Could you output all of the records below exactly as they appear?
● ● ●
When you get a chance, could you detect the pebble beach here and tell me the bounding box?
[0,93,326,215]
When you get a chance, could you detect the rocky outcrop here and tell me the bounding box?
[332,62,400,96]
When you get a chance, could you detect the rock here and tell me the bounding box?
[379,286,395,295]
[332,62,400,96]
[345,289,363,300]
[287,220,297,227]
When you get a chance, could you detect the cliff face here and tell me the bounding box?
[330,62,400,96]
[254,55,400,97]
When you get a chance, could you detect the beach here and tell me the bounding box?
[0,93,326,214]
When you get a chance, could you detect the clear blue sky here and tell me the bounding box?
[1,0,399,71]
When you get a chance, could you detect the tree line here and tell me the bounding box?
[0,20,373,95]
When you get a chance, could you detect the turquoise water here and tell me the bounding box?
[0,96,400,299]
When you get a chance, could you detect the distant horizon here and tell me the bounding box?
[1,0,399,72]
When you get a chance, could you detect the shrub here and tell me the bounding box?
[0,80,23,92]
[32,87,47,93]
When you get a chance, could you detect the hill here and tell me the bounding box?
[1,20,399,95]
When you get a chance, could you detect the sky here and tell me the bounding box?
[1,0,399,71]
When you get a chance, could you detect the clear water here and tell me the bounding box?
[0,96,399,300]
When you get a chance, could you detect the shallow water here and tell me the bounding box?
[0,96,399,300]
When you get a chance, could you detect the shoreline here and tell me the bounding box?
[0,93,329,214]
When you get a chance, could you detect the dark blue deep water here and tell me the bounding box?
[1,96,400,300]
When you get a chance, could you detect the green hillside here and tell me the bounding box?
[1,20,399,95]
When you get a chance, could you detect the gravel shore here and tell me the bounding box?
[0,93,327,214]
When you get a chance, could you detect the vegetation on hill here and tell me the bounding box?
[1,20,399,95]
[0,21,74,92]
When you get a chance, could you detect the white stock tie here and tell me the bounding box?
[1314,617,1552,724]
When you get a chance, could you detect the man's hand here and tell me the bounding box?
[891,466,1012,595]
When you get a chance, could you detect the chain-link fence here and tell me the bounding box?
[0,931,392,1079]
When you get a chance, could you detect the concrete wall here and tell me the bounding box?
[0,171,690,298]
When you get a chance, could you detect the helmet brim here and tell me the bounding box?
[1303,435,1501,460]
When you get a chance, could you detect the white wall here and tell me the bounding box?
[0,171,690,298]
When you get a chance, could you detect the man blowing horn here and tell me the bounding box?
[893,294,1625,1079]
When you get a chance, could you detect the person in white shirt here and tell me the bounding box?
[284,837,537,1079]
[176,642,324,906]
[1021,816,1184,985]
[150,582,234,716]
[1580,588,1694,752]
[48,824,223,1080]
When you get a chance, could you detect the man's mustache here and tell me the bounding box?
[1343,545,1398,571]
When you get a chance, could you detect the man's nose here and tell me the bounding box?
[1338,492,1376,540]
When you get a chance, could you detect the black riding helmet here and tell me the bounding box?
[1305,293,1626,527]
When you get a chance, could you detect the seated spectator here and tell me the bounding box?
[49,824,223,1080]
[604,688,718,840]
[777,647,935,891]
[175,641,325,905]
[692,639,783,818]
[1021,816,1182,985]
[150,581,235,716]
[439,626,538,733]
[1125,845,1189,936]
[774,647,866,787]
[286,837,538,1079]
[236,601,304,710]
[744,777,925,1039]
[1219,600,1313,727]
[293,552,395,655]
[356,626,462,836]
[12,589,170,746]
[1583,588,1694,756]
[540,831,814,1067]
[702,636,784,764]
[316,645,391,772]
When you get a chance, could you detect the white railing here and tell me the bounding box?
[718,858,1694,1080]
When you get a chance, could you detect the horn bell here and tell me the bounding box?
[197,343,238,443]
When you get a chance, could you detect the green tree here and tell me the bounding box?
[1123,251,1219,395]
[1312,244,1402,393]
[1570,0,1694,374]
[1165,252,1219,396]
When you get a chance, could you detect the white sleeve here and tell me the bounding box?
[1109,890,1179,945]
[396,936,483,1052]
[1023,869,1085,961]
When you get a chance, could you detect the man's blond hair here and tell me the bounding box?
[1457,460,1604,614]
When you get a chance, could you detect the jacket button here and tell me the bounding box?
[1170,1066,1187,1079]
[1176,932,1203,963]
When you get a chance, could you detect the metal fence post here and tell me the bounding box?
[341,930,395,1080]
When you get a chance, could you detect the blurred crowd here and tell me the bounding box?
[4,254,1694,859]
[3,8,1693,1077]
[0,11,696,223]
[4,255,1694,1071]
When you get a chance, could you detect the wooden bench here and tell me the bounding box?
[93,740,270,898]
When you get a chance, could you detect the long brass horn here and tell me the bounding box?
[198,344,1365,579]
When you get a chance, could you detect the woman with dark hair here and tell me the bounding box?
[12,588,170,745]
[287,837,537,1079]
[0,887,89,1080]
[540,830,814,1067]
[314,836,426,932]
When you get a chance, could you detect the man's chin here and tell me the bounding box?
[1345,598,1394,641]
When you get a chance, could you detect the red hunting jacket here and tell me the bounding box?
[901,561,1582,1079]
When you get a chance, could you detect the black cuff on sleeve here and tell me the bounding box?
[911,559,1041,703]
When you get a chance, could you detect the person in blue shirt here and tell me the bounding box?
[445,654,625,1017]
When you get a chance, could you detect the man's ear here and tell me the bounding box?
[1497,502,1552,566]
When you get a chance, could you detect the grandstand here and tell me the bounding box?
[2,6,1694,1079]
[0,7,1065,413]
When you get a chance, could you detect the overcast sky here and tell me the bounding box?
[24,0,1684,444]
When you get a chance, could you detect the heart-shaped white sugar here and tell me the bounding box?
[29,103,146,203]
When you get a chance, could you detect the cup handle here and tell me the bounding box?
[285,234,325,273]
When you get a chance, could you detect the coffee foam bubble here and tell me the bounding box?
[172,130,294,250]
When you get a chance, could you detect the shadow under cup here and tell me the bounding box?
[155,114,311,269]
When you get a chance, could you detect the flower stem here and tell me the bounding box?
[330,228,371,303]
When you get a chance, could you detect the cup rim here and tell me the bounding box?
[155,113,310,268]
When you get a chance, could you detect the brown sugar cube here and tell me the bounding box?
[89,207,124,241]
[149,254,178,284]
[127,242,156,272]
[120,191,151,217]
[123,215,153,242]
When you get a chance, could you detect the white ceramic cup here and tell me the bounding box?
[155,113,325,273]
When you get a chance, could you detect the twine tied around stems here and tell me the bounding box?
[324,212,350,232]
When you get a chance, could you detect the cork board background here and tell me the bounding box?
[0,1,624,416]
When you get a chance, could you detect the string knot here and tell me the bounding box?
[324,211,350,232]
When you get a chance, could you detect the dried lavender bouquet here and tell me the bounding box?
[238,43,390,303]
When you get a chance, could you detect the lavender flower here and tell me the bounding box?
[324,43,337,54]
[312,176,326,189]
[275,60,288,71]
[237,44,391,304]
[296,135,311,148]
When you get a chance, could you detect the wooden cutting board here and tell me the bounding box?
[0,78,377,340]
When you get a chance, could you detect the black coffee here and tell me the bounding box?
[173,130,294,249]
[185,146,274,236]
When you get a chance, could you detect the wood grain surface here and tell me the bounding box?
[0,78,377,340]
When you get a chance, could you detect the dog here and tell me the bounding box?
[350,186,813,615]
● ● ●
* [Solution]:
When you get a chance, could you detect the pebble beach here and tell me the bounding box?
[0,93,326,215]
When you get a chance, could you detect the rocky outcrop here and tell me the bounding box?
[332,62,400,96]
When you get a chance, could you detect the rock here and tell me the bounding box?
[379,286,395,295]
[332,62,400,96]
[345,289,363,300]
[287,220,297,227]
When you get a chance, could you detect the cliff face here and tell me the bounding box?
[330,62,400,96]
[254,55,400,97]
When you get a chance, could you detect the beach here and tell me the bounding box?
[0,93,326,214]
When you get a chance, could you detect the clear blue sky here and tell me the bounding box?
[1,0,399,71]
When you get a chance, could you detect the tree line here and tell me the bounding box?
[0,20,373,95]
When you get a chance, could you detect the turquoise water here and tell me the bounding box?
[0,96,400,299]
When you get a chance, could you detect the distant horizon here and tell me the bounding box?
[1,0,399,72]
When you get a chance, could you detect the shrub here and tell me the bounding box?
[0,80,23,92]
[32,87,47,93]
When you get a chance, could you detect the hill here and tell me the bounding box?
[1,20,399,95]
When you get a chance, could you detect the sky here and tell me the bounding box?
[1,0,399,71]
When you get a chance, could you detect the clear water here and tell me the bounding box?
[0,96,399,300]
When you get a chance, could you detect the shallow water here and tell me the bounding box?
[0,96,399,300]
When you get a chance, could you detect the shoreline here and tell me the bounding box?
[0,93,329,214]
When you get a chance, could you detect the dark blue deep water here and tell me the bounding box?
[1,96,400,300]
When you get a chance, could you detect the green hillside here and tell me the bounding box?
[1,20,399,95]
When you get a chance, could you detect the gravel shore here and tell me the bounding box?
[0,93,327,214]
When you get a chance, could you detect the vegetation on hill here and tell me the bounding box?
[1,20,399,95]
[0,21,74,92]
When you get a chance, could you detect the white stock tie here and tell me the bounding box?
[1314,617,1552,724]
When you get a chance, could you detect the man's hand here and tell me the bounding box?
[891,466,1012,595]
When you get a chance, could you detect the chain-link fence here and tell me the bounding box?
[0,931,392,1079]
When you get a chance, could you detect the concrete wall here and tell me the bounding box?
[0,171,690,298]
When you get a chance, could you detect the helmet brim here and tell me the bounding box?
[1303,435,1501,460]
When you get a chance, could you detect the white wall here and tell me the bounding box?
[0,171,690,298]
When you get a chance, could you detect the man blowing horn here and tell me the bounding box?
[893,294,1625,1079]
When you get a chance, could you detect the person in white shirt here and tell me the bounding box?
[284,837,537,1079]
[176,642,324,906]
[1021,816,1184,985]
[150,582,234,716]
[1580,588,1694,752]
[48,824,223,1080]
When you get a chance, could you detect the man's mustache here and tell me the bounding box?
[1343,545,1398,571]
When you get a chance, could you detect the man's nose here and tell me the bounding box?
[1338,492,1376,540]
When you get a chance, could you detect the black riding helmet here and tell me the bounding box?
[1305,293,1626,527]
When you get a chance, could you detect the seated spectator here and tell me the bounding box?
[49,824,223,1080]
[604,688,718,840]
[777,647,935,891]
[175,641,325,905]
[692,639,783,818]
[1021,816,1182,985]
[150,581,235,716]
[439,626,538,733]
[1125,845,1189,936]
[774,647,866,787]
[286,837,538,1079]
[236,601,304,710]
[744,777,925,1039]
[1219,600,1313,727]
[293,552,395,655]
[356,626,462,836]
[12,589,170,746]
[1583,588,1694,756]
[540,831,814,1067]
[702,636,784,764]
[316,645,391,772]
When you get a chance, could you detect the white railing here and tell me the bounding box?
[718,858,1694,1080]
When you get a chance, could you detect the horn bell here and tell me the bounding box?
[197,343,238,443]
When you get a chance, could you detect the green tree here and tell me the bounding box?
[1123,251,1219,395]
[1312,244,1402,393]
[1570,0,1694,374]
[1165,252,1219,396]
When you get a chance, could you detect the white sleeve here and tell me the bounding box?
[1109,890,1179,945]
[396,936,483,1052]
[1023,869,1085,961]
When you get a chance, could you detect the man's blond hair here and tell me the bounding box?
[1457,460,1604,614]
When you get a chance, could you detect the jacket button here and tell me the bounding box?
[1170,1066,1187,1079]
[1176,932,1203,963]
When you get a chance, could you detect the metal fence post here and tell me the bounding box?
[341,930,395,1080]
When you get a chance, could you detect the blurred crowd here and tell me the bounding box?
[4,254,1694,859]
[3,8,1693,1077]
[0,11,696,223]
[4,255,1694,1071]
When you get a chance, could you detect the wooden bench here and tell me the bounding box?
[93,740,270,898]
When you get a chance, could you detect the long brass horn here and tell me the bounding box?
[198,344,1365,579]
When you get a chance, could you detect the woman with dark hair here and tell me the bounding box?
[12,588,170,745]
[287,837,537,1079]
[0,887,89,1080]
[540,830,814,1067]
[314,836,426,932]
When you get a chance, could you detect the man's chin here and tell me the bounding box?
[1345,598,1394,641]
When you get a chance, could you detect the red hunting jacket here and tell me the bounding box?
[901,561,1582,1079]
When you get a chance, could you detect the black cuff on sleeve here and tell me the bounding box?
[911,559,1041,703]
When you get a chance, could you detect the person in blue shirt here and tell me the bounding box?
[445,654,625,1017]
When you get a chance, could you detect the man's ear here and tell me the bounding box?
[1497,502,1552,566]
When you get a chance, could you detect the grandstand here and tell me the bounding box?
[2,6,1694,1079]
[0,7,1065,413]
When you get a chance, could you detect the overcast sky here and tell me the bounding box?
[24,0,1684,444]
When you get a chance, could you detect the heart-shaped white sugar here and tell me the bounding box?
[29,103,146,203]
When you get a chance, could you detect the cup handle here and tell me the bounding box?
[285,234,325,273]
When you get a chance, could you detect the coffee foam bubble here and tell me the bounding box?
[172,130,294,250]
When you get a chance, could you detect the shadow under cup here and tell me the bounding box?
[155,114,311,269]
When you get a chance, could you detect the flower stem here and tell me the bounding box?
[330,228,371,303]
When you get a chance, could you detect the cup rim here and tell me the bounding box?
[155,113,310,268]
When you get a chance, could you detect the brown sugar cube here and tell me the bounding box?
[89,207,124,241]
[149,254,178,284]
[127,242,156,272]
[120,191,151,217]
[123,215,153,242]
When you get a chance, could you detect the white ceramic cup here and tell me the bounding box?
[155,113,325,273]
When you get a chance, could you detect the twine tied around stems here and tell me the bounding box?
[324,212,350,232]
When you get a chance, could you detect the cork board background here and tell me the bounding box?
[0,1,624,416]
When you get a chance, could you detect the string knot here and tell me the bounding box?
[324,211,350,232]
When you get a chance, could you detect the dried lavender bouquet here and tell me the bounding box?
[238,43,390,303]
When you get a chance, could you detect the lavender flower here and tell me the bounding box?
[324,43,337,54]
[312,176,326,189]
[275,60,288,71]
[237,44,391,304]
[296,135,311,148]
When you get a chance, could you detect the wooden cutting board here and tell me the bounding box?
[0,78,377,340]
When you get a chance, could you detect the black coffee here and tell me the bounding box?
[173,130,294,249]
[185,146,274,236]
When you get a chance, could you detect the wood grain surface here and tell me the bounding box?
[0,78,377,340]
When you get a chance, could you detect the dog here and tell me the bounding box?
[350,186,813,615]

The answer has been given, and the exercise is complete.